#### Work request
Would you print, word for word, only the lines running from the line with "Point to the window with bars." to the last line of the entries, without the pictures?

#### Material for this exercise
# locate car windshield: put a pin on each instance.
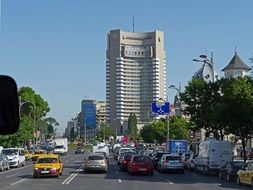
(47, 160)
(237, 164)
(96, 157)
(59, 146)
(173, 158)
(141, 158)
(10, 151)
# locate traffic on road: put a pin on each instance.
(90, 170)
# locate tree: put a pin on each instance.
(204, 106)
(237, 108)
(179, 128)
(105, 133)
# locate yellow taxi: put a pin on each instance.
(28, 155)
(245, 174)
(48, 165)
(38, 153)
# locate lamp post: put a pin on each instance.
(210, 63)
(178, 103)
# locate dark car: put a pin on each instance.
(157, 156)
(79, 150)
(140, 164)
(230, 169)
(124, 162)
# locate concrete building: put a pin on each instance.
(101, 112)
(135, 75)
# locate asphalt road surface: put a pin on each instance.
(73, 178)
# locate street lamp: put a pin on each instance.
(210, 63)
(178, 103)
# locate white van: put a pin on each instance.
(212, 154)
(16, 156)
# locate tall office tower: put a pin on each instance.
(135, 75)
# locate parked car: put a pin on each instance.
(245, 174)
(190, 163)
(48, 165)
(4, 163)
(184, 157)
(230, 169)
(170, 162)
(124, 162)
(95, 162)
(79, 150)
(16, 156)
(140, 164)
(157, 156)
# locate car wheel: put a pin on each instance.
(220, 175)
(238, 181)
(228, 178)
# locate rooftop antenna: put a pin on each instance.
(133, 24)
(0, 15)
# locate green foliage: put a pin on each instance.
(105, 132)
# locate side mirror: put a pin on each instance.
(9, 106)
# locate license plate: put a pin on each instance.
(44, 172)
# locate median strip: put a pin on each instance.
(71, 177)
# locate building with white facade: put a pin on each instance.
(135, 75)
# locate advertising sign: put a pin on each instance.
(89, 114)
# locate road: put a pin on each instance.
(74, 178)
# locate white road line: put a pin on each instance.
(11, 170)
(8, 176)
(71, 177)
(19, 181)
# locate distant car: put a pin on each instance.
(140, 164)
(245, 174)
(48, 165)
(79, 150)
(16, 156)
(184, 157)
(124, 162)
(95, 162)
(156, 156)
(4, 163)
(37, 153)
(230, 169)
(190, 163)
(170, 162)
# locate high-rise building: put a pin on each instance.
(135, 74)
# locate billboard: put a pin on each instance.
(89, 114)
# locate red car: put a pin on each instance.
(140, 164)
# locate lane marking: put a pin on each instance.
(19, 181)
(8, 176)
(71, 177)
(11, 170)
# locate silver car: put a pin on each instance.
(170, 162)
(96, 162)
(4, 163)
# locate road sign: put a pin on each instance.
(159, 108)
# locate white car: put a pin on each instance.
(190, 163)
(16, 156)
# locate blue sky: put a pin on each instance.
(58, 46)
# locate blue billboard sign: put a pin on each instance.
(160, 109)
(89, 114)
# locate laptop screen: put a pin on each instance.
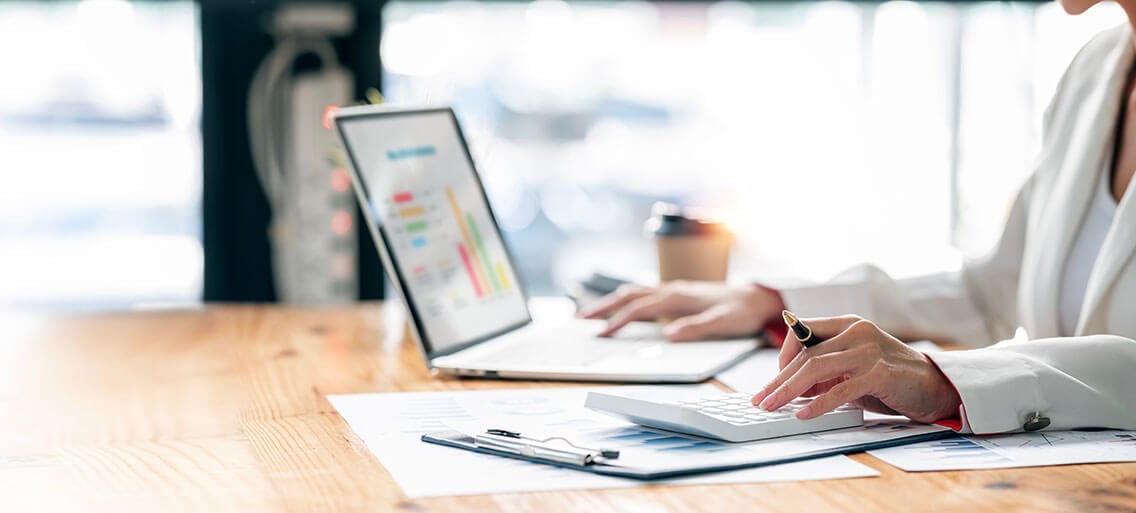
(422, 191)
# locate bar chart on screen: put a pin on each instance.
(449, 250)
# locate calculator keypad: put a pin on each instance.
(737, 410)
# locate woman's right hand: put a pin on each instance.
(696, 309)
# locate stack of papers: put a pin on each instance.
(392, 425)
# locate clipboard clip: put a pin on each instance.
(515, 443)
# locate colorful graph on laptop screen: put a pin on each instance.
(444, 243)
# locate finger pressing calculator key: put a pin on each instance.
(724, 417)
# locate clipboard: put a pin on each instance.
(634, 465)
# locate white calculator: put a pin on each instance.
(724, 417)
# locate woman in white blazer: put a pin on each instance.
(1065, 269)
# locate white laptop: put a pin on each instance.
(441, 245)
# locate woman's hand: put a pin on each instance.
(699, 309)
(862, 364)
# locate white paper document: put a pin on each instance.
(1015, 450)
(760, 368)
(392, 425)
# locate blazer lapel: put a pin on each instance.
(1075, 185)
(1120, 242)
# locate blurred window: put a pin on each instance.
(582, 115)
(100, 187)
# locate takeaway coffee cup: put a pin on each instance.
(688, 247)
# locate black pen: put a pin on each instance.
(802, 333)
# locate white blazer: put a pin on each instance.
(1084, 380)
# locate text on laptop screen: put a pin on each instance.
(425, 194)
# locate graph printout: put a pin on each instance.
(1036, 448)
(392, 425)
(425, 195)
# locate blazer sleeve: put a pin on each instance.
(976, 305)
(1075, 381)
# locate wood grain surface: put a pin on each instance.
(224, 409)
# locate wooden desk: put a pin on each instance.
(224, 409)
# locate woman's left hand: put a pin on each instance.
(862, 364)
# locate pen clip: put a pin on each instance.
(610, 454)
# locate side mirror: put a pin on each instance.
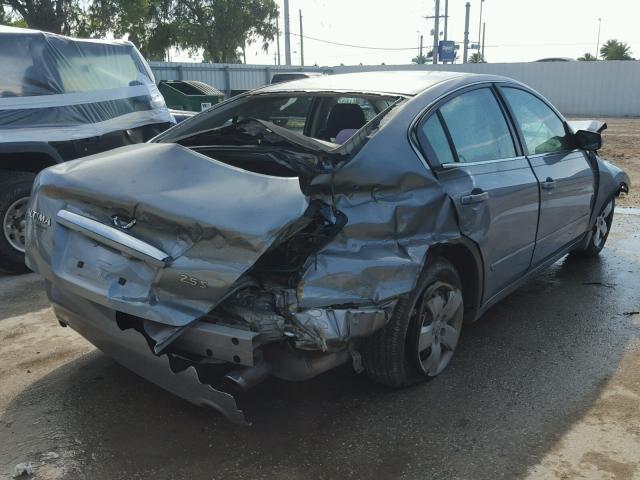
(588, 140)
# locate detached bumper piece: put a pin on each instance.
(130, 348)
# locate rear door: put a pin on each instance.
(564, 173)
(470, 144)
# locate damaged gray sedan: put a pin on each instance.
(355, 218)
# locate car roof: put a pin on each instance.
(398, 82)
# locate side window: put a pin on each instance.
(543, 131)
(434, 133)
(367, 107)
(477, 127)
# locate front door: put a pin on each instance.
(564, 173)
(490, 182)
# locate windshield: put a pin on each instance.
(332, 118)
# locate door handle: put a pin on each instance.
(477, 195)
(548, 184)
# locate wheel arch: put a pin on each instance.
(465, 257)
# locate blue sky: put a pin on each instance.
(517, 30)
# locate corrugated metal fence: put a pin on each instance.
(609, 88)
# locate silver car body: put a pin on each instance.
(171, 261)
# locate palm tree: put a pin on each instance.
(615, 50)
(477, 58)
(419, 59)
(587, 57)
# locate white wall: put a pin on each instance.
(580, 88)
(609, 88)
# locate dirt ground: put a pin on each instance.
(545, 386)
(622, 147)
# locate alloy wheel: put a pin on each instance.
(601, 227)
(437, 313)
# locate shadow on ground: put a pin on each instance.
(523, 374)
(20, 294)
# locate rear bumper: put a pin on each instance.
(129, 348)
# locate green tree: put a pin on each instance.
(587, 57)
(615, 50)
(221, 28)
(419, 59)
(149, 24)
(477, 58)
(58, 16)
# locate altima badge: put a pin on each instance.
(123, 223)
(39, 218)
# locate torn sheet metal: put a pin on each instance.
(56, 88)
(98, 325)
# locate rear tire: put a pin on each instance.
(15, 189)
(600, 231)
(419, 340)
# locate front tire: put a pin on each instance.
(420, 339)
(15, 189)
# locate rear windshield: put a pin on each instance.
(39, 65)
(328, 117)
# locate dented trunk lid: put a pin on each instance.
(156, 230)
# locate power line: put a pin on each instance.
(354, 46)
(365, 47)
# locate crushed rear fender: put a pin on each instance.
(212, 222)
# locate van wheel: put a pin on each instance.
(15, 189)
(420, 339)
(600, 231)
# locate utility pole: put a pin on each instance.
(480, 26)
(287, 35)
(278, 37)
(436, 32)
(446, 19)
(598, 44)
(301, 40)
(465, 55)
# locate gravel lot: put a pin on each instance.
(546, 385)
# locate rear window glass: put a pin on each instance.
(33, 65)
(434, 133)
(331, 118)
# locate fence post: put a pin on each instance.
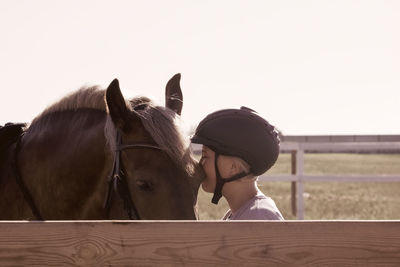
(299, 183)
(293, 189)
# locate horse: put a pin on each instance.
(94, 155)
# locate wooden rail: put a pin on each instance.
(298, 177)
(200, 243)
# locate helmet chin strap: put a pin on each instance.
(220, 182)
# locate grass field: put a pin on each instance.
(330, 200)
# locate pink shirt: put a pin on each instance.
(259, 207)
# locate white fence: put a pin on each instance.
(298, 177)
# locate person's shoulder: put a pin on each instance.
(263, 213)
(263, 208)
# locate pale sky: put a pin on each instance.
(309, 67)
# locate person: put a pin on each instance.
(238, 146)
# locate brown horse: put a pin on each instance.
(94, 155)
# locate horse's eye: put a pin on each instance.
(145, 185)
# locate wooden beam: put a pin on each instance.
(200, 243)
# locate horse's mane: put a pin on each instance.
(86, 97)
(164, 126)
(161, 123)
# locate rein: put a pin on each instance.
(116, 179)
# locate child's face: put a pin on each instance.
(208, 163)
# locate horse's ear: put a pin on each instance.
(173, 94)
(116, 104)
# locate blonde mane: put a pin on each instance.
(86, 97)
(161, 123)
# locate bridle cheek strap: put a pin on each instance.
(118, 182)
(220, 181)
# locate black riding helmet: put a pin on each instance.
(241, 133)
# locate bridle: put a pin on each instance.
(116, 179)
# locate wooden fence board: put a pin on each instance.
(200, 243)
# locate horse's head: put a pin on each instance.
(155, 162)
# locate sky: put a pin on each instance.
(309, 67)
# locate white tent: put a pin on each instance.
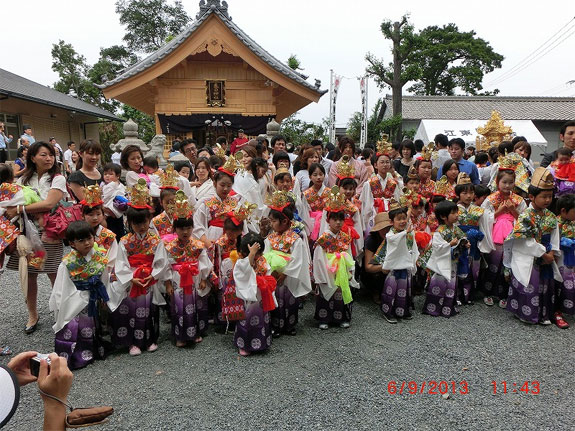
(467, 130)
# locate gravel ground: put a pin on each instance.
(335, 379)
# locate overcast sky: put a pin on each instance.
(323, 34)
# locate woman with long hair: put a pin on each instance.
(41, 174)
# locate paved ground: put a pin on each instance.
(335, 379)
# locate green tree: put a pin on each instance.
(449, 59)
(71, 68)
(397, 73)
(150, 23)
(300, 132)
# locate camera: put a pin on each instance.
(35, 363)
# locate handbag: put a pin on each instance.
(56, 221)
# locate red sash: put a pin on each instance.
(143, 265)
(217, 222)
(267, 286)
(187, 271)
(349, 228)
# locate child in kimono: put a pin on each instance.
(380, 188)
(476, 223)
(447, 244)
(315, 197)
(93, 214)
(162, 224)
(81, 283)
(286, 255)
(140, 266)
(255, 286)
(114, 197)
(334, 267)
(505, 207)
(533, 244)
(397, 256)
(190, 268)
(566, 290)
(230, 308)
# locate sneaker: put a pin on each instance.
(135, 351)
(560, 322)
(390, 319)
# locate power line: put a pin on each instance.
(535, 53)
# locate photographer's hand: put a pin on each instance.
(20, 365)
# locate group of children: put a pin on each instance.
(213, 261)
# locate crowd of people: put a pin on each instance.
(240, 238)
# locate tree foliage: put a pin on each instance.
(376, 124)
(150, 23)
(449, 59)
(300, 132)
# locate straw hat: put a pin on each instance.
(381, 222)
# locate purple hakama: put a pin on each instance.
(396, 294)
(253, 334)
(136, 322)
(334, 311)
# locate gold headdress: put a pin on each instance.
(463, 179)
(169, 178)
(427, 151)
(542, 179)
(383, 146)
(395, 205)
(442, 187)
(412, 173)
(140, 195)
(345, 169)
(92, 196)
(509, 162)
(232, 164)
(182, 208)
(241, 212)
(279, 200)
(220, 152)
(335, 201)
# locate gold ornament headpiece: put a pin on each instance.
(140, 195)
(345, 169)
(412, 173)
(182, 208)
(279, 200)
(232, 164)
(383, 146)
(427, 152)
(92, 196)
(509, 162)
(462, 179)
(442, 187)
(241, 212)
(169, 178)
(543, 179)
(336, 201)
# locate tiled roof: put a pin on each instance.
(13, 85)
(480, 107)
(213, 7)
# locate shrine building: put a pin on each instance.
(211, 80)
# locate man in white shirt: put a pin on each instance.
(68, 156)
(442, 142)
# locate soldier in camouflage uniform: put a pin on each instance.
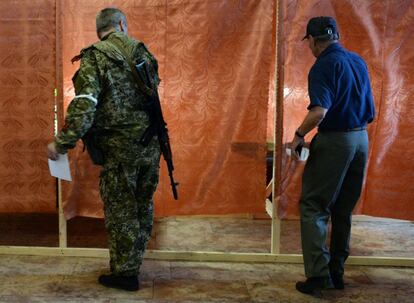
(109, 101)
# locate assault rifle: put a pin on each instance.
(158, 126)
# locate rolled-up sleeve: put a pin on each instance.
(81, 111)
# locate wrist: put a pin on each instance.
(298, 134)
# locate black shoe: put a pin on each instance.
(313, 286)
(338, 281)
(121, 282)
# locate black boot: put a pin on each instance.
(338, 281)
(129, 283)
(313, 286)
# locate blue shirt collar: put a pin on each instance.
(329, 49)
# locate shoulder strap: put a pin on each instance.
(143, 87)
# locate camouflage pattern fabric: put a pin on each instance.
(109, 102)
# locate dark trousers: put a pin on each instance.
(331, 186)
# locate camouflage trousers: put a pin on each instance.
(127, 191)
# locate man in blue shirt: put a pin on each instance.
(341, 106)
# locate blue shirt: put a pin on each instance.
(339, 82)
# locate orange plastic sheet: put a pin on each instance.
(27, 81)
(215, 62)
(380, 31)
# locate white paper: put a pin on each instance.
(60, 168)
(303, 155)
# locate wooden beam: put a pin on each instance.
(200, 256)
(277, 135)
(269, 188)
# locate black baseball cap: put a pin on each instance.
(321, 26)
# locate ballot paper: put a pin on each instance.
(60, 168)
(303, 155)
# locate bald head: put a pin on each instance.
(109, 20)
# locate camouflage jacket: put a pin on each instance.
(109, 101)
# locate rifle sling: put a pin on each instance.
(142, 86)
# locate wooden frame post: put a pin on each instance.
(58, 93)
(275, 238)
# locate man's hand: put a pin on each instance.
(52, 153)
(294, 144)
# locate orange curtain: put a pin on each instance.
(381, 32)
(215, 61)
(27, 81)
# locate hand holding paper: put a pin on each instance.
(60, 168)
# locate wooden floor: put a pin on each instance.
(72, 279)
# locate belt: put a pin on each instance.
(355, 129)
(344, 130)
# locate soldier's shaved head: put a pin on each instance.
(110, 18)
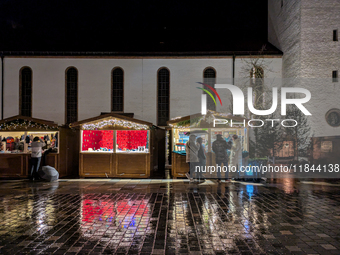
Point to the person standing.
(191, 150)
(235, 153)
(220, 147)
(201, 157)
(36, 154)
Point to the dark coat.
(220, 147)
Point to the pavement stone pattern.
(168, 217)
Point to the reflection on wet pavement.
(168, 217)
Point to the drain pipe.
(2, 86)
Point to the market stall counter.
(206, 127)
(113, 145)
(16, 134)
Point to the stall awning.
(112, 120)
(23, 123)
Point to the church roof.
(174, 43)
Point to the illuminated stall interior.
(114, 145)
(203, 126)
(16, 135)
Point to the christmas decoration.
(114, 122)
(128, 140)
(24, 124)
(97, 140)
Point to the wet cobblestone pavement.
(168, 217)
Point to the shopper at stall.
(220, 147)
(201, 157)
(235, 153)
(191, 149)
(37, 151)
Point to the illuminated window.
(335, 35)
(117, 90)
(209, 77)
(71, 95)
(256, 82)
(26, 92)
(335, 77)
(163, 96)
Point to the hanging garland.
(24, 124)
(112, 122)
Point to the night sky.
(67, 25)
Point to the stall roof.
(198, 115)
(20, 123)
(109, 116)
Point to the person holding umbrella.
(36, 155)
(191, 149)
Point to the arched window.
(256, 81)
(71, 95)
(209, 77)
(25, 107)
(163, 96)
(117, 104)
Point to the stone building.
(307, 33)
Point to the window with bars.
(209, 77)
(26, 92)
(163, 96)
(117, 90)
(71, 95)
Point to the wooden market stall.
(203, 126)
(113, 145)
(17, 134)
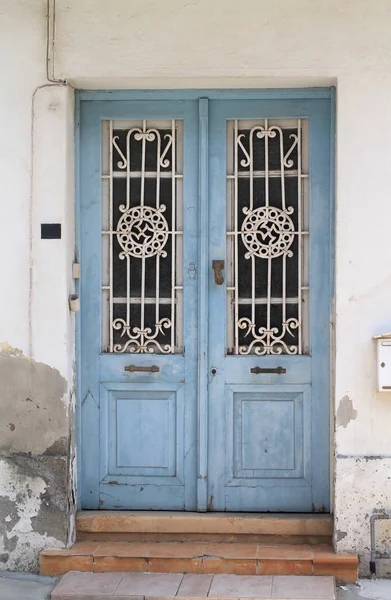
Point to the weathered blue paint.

#### Output for this task
Point to the window with bars.
(209, 77)
(26, 92)
(163, 96)
(117, 90)
(71, 95)
Point to the wooden market stall.
(203, 126)
(113, 145)
(17, 134)
Point to the weathered blue paint.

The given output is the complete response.